Copy out every line of the material below without changing a single character.

--- Start GIVEN DATA ---

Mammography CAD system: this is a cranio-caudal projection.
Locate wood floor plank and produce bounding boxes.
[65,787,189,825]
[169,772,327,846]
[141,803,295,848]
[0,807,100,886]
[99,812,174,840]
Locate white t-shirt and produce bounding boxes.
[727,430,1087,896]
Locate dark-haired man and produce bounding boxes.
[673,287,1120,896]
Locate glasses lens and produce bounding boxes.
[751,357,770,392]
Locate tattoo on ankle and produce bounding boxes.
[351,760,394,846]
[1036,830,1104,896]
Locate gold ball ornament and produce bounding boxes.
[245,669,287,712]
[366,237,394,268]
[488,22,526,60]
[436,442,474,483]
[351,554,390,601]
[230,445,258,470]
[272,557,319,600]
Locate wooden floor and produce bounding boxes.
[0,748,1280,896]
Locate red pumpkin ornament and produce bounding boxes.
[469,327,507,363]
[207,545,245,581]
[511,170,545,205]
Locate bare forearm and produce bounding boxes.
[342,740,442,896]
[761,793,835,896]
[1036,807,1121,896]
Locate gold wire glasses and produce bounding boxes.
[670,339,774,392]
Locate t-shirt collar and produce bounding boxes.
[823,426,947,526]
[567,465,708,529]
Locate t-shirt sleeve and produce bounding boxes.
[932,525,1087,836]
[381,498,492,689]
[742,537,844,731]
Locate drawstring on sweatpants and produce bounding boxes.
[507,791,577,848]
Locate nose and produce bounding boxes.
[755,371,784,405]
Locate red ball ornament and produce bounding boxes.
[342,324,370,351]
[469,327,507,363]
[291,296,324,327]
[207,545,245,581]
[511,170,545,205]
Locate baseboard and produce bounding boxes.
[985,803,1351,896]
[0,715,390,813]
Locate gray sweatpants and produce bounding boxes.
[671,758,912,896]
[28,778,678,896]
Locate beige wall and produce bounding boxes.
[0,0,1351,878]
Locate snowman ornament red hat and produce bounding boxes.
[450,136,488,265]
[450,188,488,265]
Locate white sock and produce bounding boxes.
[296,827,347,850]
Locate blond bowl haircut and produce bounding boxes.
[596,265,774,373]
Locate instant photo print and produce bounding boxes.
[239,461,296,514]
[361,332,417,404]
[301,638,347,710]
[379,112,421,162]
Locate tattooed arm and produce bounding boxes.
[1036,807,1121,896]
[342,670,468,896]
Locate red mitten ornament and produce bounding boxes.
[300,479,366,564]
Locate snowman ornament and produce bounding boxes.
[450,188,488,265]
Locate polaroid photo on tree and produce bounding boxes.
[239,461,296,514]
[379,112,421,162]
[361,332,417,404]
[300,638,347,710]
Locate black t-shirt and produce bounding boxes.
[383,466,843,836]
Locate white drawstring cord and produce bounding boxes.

--- End GIVEN DATA ---

EXPECTED OUTPUT:
Mammography CAD system: this is a cranio-caudal projection.
Locate wood floor plank and produce bounding boxes.
[65,787,189,825]
[169,772,327,846]
[141,803,295,848]
[0,807,100,886]
[99,812,174,840]
Locate white t-shirt and produce bounding boxes.
[727,430,1087,896]
Locate dark-haired man and produce bounding boxes.
[673,287,1120,896]
Locate glasses lens and produce bounding boxes.
[751,357,770,392]
Locate tattoo on ankle and produce bounding boxes.
[351,760,394,846]
[1036,830,1104,896]
Locate gold ball ornament and produce bounding boxes.
[245,669,287,712]
[366,237,394,268]
[488,22,526,60]
[436,442,474,483]
[351,554,390,601]
[230,445,258,470]
[272,557,319,600]
Locate wooden floor and produce bounding boxes.
[0,748,1280,896]
Locate red pumpkin ornament and produce bounding boxes.
[469,327,507,363]
[207,545,245,581]
[511,170,545,205]
Locate bare forearm and produce bounding boxes.
[342,740,442,896]
[761,793,835,896]
[1036,807,1121,896]
Locate gold wire glasses and produce bounding boxes.
[670,339,774,392]
Locate t-shirt collar and produce bounding boxes.
[823,426,947,526]
[567,465,708,529]
Locate t-shirt sleeve and produce bounding boxes.
[932,525,1087,836]
[381,498,492,689]
[742,537,844,731]
Locate drawstring on sweatpants and produce bounding boxes.
[507,791,577,848]
Locate nose and produce bounding boxes.
[755,371,784,405]
Locate red ball ornament and produce bounding boxes.
[342,324,370,351]
[469,327,507,363]
[291,296,324,327]
[207,545,245,581]
[511,170,545,205]
Locate baseboard and produce bounding boxes.
[985,803,1351,896]
[0,715,390,813]
Locate gray sweatpants and produce bounding boxes.
[671,758,912,896]
[28,778,678,896]
Locate beige wall and produce bounding boxes.
[0,0,1351,878]
Locate snowman ornament red hat and produce bounding boxes.
[450,136,488,265]
[450,188,488,265]
Locate white sock and produce bounding boxes.
[296,827,347,850]
Locate blond bowl haircut and produce bounding boxes.
[596,265,774,373]
Locate instant photo print and produce bounding boxes.
[239,461,296,514]
[361,332,417,404]
[301,638,347,710]
[379,112,421,162]
Locate tattooed arm and produce bounding boxes.
[1036,807,1121,896]
[342,670,468,896]
Locate red mitten ornament and produce bounding boxes.
[300,479,366,564]
Locate snowman ornament and produce bounding boxes.
[450,188,488,265]
Locate polaroid photo on tree and produce bounding boxes.
[239,461,296,514]
[379,112,421,162]
[361,332,417,404]
[300,638,347,710]
Locate black t-shirt and produce bounding boxes.
[383,466,843,836]
Locate white drawstring cord and produce bounding boxes.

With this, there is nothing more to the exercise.